Could you reproduce the data below with every "throughout" swapped for "everywhere" and nothing else changed?
━━━━━ Provided data ━━━━━
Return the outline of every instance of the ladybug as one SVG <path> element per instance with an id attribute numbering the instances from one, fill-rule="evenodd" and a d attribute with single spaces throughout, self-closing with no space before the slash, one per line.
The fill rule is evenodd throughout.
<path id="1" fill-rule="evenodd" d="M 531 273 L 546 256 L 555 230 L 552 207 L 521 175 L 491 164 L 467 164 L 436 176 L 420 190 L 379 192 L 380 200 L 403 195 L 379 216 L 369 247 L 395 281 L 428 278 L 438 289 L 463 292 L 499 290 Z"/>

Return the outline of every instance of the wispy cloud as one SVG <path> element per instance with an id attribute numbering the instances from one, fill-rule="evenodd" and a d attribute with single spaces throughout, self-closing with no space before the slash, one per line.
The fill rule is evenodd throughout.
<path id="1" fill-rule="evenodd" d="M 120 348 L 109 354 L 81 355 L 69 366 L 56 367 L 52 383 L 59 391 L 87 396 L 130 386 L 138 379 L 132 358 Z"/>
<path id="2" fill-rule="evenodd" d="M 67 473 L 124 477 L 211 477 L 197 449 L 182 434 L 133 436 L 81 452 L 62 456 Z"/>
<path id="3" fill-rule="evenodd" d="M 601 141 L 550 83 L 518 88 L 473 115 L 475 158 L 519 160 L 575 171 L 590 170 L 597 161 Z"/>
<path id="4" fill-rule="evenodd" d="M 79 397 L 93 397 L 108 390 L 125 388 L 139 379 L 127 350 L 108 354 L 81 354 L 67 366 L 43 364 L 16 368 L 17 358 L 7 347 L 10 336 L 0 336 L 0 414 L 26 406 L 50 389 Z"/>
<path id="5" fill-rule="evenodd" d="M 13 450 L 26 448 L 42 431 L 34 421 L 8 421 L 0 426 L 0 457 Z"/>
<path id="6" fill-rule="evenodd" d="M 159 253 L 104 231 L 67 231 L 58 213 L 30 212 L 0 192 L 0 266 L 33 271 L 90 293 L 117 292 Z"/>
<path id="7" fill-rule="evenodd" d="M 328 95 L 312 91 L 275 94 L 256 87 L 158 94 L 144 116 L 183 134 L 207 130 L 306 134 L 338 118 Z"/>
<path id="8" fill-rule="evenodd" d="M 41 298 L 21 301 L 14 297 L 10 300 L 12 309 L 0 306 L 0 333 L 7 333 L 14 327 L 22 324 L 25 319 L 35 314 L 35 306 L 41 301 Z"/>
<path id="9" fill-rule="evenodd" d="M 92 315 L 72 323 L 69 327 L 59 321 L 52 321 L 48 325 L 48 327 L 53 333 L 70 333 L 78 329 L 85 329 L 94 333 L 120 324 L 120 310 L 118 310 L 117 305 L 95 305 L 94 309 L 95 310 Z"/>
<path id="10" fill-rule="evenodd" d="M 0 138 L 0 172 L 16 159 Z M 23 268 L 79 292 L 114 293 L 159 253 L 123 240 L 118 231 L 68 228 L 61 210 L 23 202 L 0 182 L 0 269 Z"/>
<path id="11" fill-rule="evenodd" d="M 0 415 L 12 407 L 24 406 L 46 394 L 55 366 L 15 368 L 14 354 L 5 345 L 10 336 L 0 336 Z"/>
━━━━━
Final result
Return the outline of every instance of the ladybug as one SVG <path> element per instance with an id attribute numbering the instances from one, fill-rule="evenodd" and a d attribute with single spaces everywhere, self-closing with no space before the slash, one per line.
The fill rule is evenodd everywhere.
<path id="1" fill-rule="evenodd" d="M 531 273 L 546 256 L 555 230 L 552 207 L 521 175 L 491 164 L 467 164 L 436 176 L 420 190 L 379 192 L 380 200 L 403 195 L 379 216 L 369 247 L 395 281 L 428 278 L 438 289 L 463 292 L 499 290 Z"/>

Return the outline of every instance of the wispy cloud as one SVG <path> element per instance with an id attribute numbering the instances from one, fill-rule="evenodd" and a d attribute with single spaces everywhere, self-closing with no space before the slash, one per line.
The fill rule is evenodd everywhere.
<path id="1" fill-rule="evenodd" d="M 120 348 L 109 354 L 81 355 L 69 366 L 56 367 L 52 383 L 59 391 L 87 396 L 130 386 L 138 379 L 132 358 Z"/>
<path id="2" fill-rule="evenodd" d="M 67 473 L 124 477 L 211 477 L 197 449 L 182 434 L 133 436 L 81 452 L 62 456 Z"/>
<path id="3" fill-rule="evenodd" d="M 601 141 L 550 83 L 518 88 L 473 115 L 475 158 L 519 160 L 575 171 L 590 170 L 597 161 Z"/>
<path id="4" fill-rule="evenodd" d="M 79 397 L 93 397 L 108 390 L 125 388 L 139 379 L 127 350 L 108 354 L 81 354 L 67 366 L 43 364 L 16 368 L 17 358 L 7 347 L 10 336 L 0 336 L 0 414 L 26 406 L 50 389 Z"/>
<path id="5" fill-rule="evenodd" d="M 13 450 L 26 448 L 42 431 L 34 421 L 8 421 L 0 426 L 0 457 Z"/>
<path id="6" fill-rule="evenodd" d="M 159 253 L 104 231 L 67 231 L 58 213 L 30 212 L 0 192 L 0 266 L 33 271 L 90 293 L 117 292 Z"/>
<path id="7" fill-rule="evenodd" d="M 328 95 L 312 91 L 275 94 L 256 87 L 158 94 L 144 116 L 183 134 L 207 130 L 306 134 L 338 118 Z"/>
<path id="8" fill-rule="evenodd" d="M 41 298 L 21 301 L 14 297 L 10 300 L 12 309 L 0 306 L 0 333 L 7 333 L 14 327 L 22 324 L 25 319 L 35 314 L 35 306 L 41 301 Z"/>
<path id="9" fill-rule="evenodd" d="M 92 315 L 72 323 L 69 327 L 59 321 L 52 321 L 48 325 L 48 327 L 53 333 L 70 333 L 78 329 L 85 329 L 94 333 L 120 324 L 120 310 L 118 310 L 117 305 L 95 305 L 94 309 L 95 310 Z"/>
<path id="10" fill-rule="evenodd" d="M 0 138 L 0 172 L 16 159 Z M 23 268 L 79 292 L 114 293 L 159 253 L 123 240 L 118 231 L 68 228 L 61 210 L 23 202 L 0 182 L 0 269 Z"/>
<path id="11" fill-rule="evenodd" d="M 0 415 L 12 407 L 24 406 L 46 394 L 55 366 L 15 368 L 14 354 L 5 345 L 10 336 L 0 336 Z"/>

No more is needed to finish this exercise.